[Stored records]
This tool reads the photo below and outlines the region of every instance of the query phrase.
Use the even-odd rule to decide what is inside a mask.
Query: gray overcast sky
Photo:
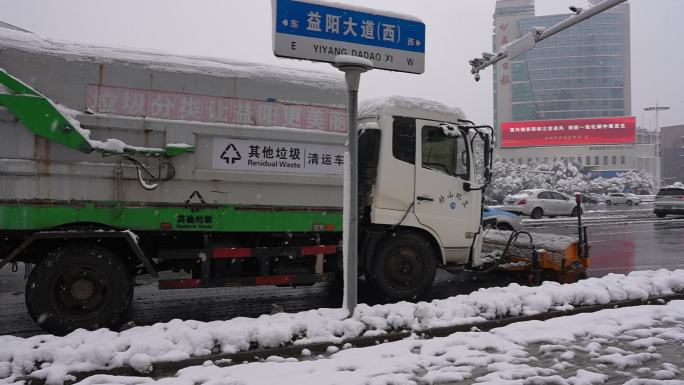
[[[338,0],[421,18],[427,25],[426,72],[374,70],[361,98],[420,96],[459,106],[492,122],[491,69],[476,83],[467,61],[491,50],[495,0]],[[660,125],[684,123],[684,0],[631,0],[632,114],[651,127],[643,108],[670,106]],[[586,0],[537,0],[537,14],[567,13]],[[152,48],[336,71],[321,63],[278,59],[271,50],[270,0],[0,0],[0,20],[39,35],[105,45]]]

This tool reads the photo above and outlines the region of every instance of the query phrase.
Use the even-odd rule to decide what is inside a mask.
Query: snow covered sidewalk
[[[312,359],[180,370],[175,377],[95,375],[77,385],[683,384],[684,301],[409,338]]]
[[[351,318],[340,309],[318,309],[227,321],[174,320],[122,332],[77,330],[64,337],[0,336],[0,383],[12,383],[17,377],[30,374],[57,384],[70,372],[121,366],[144,372],[155,362],[181,361],[212,353],[288,344],[341,343],[397,330],[465,325],[681,291],[684,291],[684,270],[642,271],[627,276],[611,274],[569,285],[512,284],[429,303],[360,305]]]

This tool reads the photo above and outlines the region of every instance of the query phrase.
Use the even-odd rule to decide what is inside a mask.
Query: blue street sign
[[[331,63],[337,55],[351,55],[371,60],[375,68],[423,73],[425,24],[322,1],[273,0],[273,52]]]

AIM OF THE EXERCISE: Give all the records again, exactly, without images.

SOLUTION TO THIS EXERCISE:
This tool reads the photo below and outlines the region of every instance of the query phrase.
Use the even-odd rule to decide what is inside a mask.
Query: gray overcast sky
Photo:
[[[338,0],[421,18],[427,25],[426,72],[374,70],[361,98],[420,96],[459,106],[492,122],[491,69],[476,83],[467,61],[491,50],[495,0]],[[660,125],[684,123],[684,0],[631,0],[632,114],[651,127],[643,108],[670,106]],[[586,0],[537,0],[537,14],[567,13]],[[152,48],[336,71],[321,63],[278,59],[271,50],[270,0],[0,0],[0,20],[39,35],[105,45]]]

This tool reads the photo above and outlines the region of every instance of the query phrase.
Use the even-odd rule to decide what is inside a mask.
Query: snow covered sidewalk
[[[312,359],[180,370],[175,377],[95,375],[77,385],[683,384],[684,301],[409,338]]]
[[[351,318],[340,309],[318,309],[227,321],[174,320],[122,332],[77,330],[64,337],[0,336],[0,383],[12,383],[17,377],[30,374],[57,384],[70,372],[121,366],[144,372],[155,362],[181,361],[212,353],[288,344],[341,343],[397,330],[465,325],[681,291],[684,291],[684,270],[642,271],[627,276],[611,274],[569,285],[512,284],[429,303],[360,305]]]

This tool reads the photo above and outlines the region of every instance of the query phrase.
Use the even-odd rule to decide what is inside a mask.
Query: blue street sign
[[[331,63],[337,55],[351,55],[371,60],[375,68],[423,73],[425,24],[322,1],[273,0],[273,52]]]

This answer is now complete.